__TEXTO DE LEITURA__.
--------------------------------------------------

Quando terminei de escrever sobre Jules Sauer, me dei conta de que precisava falar também sobre outro ícone da joalheria brasileira, Hans Stern. Ele foi o fundador da H. Stern, uma rede de 280 joalherias espalhadas por 32 países e que emprega quase 3.000 pessoas.
A vida de Hans Stern assemelhou-se em muitos aspectos à vida de Jules Sauer. Ambos vieram da Europa para o Brasil muito jovens (Hans com 17 anos, Sauer com 18), no início da II Guerra Mundial. Eram de origem judia, ambos começaram a vida profissional aqui em atividade não ligada diretamente às pedras preciosas (Sauer deu aulas de francês e Stern começou trabalhando como datilógrafo) e, o mais importante de tudo, os dois deram enorme impulso ao conhecimento e consumo de pedras preciosas brasileiras, numa época em que elas eram consideradas gemas de segunda categoria.
O primeiro emprego de Hans Stern foi numa empresa que lapidava e importava predras preciosas (chamada Cristab). Ele logo se encantou com a beleza daquela mercadoria e começou a viajar por todo o país, inclusive a cavalo, conhecendo garimpeiros e comprando gemas diversas.
Em 1945, fundou no Rio de Janeiro, uma pequena loja: era o início da H. Stern, que desde o início teve este nome.
Brincos Harmony, criados para a H. Sten pela estilista
Diane von Furstenberg, com rubi, rubelita, berilo, citrino,
quartzo rosa e diamante.
Hans não se conformava com o fato de classificarem nossas gemas como pedras semipreciosas, e ficou famosa uma frase sua: Não existe pedra semipreciosa, como não existe mulher semigrávida. De fato, embora a denominação pedra preciosa seja correta, o mesmo não se dá com pedra semipreciosa, por várias razões. A principal é que nunca houve consenso sobre quais pedras seriam consideradas preciosas. Normalmente, eram assim classificados o rubi, a safira, a esmeralda e o diamante. Alguns autores, porém, incluíam também a opala preciosa e o crisoberilo, por exemplo. E outros, a pérola. Além disso, a distinção era inútil e, para o Brasil, muito prejudicial.

--------------------------------------------------

__ITENS__.
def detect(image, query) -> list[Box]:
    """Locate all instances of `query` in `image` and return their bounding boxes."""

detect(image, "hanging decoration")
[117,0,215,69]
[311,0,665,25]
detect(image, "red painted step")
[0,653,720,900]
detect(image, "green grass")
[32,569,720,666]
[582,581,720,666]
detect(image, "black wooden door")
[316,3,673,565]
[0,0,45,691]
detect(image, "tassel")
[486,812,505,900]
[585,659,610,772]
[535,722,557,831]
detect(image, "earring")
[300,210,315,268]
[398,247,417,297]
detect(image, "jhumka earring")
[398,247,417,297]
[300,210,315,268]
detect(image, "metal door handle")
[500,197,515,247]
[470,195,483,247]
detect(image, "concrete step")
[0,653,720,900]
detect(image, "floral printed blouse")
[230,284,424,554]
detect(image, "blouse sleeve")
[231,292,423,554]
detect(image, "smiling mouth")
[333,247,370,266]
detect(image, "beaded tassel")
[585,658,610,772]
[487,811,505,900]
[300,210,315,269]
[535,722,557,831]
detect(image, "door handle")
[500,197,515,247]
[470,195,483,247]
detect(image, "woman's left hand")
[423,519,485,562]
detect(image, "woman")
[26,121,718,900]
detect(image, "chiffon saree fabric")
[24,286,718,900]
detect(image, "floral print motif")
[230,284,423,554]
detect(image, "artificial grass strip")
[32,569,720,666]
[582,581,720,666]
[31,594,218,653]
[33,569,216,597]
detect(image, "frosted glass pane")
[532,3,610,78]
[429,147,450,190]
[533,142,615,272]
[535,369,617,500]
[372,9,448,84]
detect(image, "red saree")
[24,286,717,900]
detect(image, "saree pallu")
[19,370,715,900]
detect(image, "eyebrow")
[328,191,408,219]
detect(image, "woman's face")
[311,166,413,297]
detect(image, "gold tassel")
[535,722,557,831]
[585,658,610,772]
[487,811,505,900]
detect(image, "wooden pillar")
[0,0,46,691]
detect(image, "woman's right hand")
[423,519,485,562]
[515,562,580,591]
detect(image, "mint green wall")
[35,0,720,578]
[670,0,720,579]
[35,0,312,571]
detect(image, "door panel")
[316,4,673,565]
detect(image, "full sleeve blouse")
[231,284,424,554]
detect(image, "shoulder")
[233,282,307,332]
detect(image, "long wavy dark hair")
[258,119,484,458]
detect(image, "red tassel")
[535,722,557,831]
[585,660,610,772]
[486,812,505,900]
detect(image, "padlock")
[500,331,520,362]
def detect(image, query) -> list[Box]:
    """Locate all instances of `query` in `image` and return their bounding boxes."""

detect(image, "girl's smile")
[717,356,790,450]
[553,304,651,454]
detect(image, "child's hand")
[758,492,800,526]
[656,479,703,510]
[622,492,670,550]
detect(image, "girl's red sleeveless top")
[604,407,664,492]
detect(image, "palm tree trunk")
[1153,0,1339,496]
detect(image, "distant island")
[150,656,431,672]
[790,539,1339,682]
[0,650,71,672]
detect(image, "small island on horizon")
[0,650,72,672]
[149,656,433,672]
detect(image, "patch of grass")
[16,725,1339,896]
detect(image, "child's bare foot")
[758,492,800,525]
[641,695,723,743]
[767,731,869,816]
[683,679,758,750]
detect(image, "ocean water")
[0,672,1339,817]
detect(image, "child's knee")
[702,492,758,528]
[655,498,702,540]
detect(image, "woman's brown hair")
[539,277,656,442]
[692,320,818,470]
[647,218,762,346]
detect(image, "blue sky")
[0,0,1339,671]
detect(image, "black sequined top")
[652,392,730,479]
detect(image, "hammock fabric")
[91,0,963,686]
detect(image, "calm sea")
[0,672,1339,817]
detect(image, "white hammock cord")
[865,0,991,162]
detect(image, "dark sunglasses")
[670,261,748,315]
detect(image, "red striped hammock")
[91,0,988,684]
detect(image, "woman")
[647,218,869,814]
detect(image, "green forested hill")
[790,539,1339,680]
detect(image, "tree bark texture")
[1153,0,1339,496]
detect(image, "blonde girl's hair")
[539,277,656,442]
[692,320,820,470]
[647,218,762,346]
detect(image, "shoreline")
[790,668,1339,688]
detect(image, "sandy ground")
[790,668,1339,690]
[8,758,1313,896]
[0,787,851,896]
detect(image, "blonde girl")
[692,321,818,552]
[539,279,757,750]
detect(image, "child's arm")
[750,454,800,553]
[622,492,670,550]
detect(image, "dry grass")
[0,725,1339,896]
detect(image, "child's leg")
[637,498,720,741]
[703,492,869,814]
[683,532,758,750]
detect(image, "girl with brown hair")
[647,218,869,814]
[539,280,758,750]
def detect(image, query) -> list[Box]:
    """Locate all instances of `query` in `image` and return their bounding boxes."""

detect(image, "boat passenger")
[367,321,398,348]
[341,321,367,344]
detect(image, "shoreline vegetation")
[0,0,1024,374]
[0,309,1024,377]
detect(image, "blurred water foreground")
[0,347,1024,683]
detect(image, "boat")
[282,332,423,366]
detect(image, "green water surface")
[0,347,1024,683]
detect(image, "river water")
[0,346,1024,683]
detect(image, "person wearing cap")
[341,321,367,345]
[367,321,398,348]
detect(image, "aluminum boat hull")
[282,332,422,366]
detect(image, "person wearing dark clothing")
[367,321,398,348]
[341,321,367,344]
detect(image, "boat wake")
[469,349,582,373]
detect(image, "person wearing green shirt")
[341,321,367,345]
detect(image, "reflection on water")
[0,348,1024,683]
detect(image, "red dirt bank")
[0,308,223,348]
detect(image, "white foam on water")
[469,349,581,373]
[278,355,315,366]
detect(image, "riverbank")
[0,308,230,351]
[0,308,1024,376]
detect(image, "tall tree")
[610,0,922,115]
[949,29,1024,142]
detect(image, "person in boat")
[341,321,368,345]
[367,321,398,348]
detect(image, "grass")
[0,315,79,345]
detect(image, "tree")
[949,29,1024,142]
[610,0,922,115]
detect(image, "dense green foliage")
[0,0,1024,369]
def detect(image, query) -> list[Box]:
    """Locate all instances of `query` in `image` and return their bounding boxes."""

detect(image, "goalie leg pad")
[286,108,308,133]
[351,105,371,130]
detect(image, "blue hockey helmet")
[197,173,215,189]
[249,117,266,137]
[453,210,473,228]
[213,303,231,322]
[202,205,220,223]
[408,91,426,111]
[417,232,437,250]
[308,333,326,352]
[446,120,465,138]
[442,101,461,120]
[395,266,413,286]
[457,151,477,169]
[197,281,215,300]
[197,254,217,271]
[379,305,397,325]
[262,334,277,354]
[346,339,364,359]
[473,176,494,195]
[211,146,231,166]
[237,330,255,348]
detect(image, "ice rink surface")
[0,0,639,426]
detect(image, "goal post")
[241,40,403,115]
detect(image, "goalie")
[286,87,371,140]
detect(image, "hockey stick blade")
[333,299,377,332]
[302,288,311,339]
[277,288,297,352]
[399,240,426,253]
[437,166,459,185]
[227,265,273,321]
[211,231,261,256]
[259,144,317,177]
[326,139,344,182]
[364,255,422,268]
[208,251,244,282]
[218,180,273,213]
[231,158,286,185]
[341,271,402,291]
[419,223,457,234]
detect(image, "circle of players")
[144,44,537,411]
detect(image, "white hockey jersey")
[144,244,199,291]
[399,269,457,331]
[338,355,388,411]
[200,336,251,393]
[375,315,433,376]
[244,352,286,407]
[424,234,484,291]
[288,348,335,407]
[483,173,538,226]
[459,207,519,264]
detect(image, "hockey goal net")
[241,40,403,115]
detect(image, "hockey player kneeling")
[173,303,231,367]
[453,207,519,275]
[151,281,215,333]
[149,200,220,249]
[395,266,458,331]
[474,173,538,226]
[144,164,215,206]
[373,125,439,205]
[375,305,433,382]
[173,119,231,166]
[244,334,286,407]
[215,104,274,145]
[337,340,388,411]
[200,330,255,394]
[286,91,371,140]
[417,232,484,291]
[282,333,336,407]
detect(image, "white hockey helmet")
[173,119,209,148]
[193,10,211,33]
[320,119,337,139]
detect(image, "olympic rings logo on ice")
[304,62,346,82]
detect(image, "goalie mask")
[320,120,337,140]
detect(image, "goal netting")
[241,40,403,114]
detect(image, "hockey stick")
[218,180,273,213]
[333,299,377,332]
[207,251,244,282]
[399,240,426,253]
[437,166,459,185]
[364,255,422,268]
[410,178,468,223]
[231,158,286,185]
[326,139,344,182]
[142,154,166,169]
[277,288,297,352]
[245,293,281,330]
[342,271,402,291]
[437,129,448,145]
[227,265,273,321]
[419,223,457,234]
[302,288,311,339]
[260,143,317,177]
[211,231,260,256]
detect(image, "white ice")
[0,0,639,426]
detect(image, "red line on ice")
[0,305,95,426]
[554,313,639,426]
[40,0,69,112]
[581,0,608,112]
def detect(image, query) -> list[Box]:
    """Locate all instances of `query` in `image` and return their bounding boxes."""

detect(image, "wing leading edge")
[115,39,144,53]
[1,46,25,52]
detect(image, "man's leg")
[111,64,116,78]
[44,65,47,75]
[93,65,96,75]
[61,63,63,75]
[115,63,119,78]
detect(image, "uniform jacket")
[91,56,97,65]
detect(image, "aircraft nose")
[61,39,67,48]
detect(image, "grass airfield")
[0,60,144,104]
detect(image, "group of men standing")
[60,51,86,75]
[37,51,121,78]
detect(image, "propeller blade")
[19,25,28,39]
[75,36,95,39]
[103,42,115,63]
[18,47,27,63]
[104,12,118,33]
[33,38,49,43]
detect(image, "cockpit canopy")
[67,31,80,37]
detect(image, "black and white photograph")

--------------------------------------------------

__OBJETIVOS__.
**1)** De acordo com o texto sobre Hans Stern, em que ano e em qual cidade ele fundou sua pequena loja?
**2)** Dê prosseguimento ao texto sobre Hans Stern a partir da sua última frase.

__RESPOSTAS__.
**1)** Em 1945, no Rio de Janeiro.

**2)**
Vários autores e gemólogos de renome têm a mesma opinião: Robert Webster, Walter Schumann, Joel Arem, Erich Merget e, é claro, nosso tão estimado Jules Sauer.
O preço não é critério válido para a separação: esmeralda, rubi, safira e diamante são usualmente gemas caras, mas a turmalina Paraíba tem preço médio maior que o do rubi e o da safira e a alexandrita e a opala-negra têm preço médio igual ao da esmeralda, por exemplo.
Coerente com esses posicionamentos, a Associação Brasileira de Normas Técnicas (ABNT) recomenda evitar sempre o uso da palavra semipreciosa, substituindo-a por preciosa, salvo exigência comercial ou legal (NBR 10.630).
Assim como devemos a Jules Sauer o reconhecimento internacional da esmeralda brasileira, devemos a Hans Stern essa atitude importante na valorização das nossas gemas.
Assim como devemos a Jules Sauer o reconhecimento internacional da esmeralda brasileira, devemos a Hans Stern essa atitude importante na valorização das nossas gemas.
Anel Sunrise, em ouro, ametista e um
pequeno diamante na lateral da peça.
Considerar pedra preciosa gemas como água-marinha, turmalinas e topázio imperial não foi difícil. Mas, considerar assim gemas relativamente baratas como ametista, citrino e ágata foi resultado do empenho de gemólogos como os citados. Hans Stern, entretanto, foi bem além.
Eu achava – e acredito que outros gemólogos experientes também - que incluir o quartzo incolor (cristal de rocha) entre as pedras preciosas era o que hoje se chama de forçar a barra. Afinal o
quartzo é a espécie mineral mais comum do planeta, e o cristal de rocha é a mais comum de suas muitas variedades. Então, lapidar e colocar cristal de rocha em uma joia era algo difícil de conceber. Pois a H. Stern fez não uma joia, mas toda uma coleção com cristal de rocha! Com uma inteligente campanha de marketing, apresentaram a coleção como joias leves, adequadas à estação (era verão). Para mim então ficou consagrado definitivamente que qualquer mineral com beleza suficiente para justificar sua lapidação podia ser chamado de pedra preciosa. E assim deve ser: há gemas caras e baratas, como há calçados, roupas, bebidas, etc. de preços bem variados.
Gargantilha Nature, com turmalina verde e diamante.
Por fim outro reconhecimento que devemos e Jules Sauer e a Hans Stern. Ambos souberam transmitir aos filhos o amor pelas empresas que criaram, e são eles que hoje dão continuidade às notáveis obras de seus pais. Nos anos 90, Hans convidou dois de seus filhos a participar da direção da empresa, mas continuou indo lá, todas as manhãs, dirigindo ele mesmo seu Fusca e sem seguranças.
Raramente dava entrevistas e não gostava de posar para fotografias. Ele nasceu quase cego e só começou a enxergar com o olho direito aos dois anos de idade. Gostava de ler, ouvir música clássica e tocar órgão.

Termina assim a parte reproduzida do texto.